### [Data supplied]
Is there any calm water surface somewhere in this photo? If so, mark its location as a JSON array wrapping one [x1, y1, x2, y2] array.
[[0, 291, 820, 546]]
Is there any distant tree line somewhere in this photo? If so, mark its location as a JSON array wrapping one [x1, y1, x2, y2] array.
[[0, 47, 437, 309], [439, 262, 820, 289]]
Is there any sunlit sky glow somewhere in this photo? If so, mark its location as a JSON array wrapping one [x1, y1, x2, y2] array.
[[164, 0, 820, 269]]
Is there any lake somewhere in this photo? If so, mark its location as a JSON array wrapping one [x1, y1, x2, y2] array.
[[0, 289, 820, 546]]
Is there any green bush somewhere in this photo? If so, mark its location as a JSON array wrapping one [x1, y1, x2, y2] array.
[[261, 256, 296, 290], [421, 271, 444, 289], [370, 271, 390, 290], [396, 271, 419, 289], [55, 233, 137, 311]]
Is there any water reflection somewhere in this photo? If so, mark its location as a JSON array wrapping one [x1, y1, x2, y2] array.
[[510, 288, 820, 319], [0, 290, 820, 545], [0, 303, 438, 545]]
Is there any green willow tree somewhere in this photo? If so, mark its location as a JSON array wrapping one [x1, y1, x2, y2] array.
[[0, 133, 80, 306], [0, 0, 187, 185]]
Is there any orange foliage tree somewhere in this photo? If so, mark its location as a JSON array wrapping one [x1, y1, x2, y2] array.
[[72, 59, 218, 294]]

### [What is being asked]
Transcribe all of the items above word for word, with nothing changed.

### [Result below]
Is there any calm water surface somewhere in this photo? If so, mark its location as a JSON array wrapping one [x1, y1, x2, y2] array.
[[0, 291, 820, 546]]
Is there any distant tree line somewhere in this photo? If so, mark its location as a JSON array wrapping one [x1, y1, x2, y2] array.
[[0, 47, 437, 309], [439, 262, 820, 289]]
Is there any sunlit sky glow somewhere in this photo? If so, mark its location as a JSON array wrapping one [x1, y1, x2, y2] array.
[[164, 0, 820, 269]]
Is there any lake somewhere in this photo? If so, mark its location as a JSON array wrapping one [x1, y1, x2, y2] array.
[[0, 289, 820, 546]]
Is there any green bush somewhere in this photo? If so, mark its location as a JSON array wrapping one [x1, y1, x2, y2] array.
[[261, 256, 296, 290], [421, 271, 444, 289], [370, 271, 390, 290], [396, 271, 419, 289], [55, 233, 137, 311]]
Is there any water reflection somewhere in this photo? If so, mark its location as a JSON array wrapping one [x1, y1, x2, y2] array.
[[510, 288, 820, 319], [0, 290, 820, 545], [0, 303, 438, 545]]
Is there any green willow tree somewhere in this photo? If so, mark its location as a JSON array wrapping one [x1, y1, x2, y2] array.
[[0, 133, 80, 306], [0, 0, 187, 185]]
Is there any orange foliage tree somewhere in this photo? If so, mark its location as a JSON array wrapping one [x1, y1, x2, y2] array.
[[72, 59, 218, 294]]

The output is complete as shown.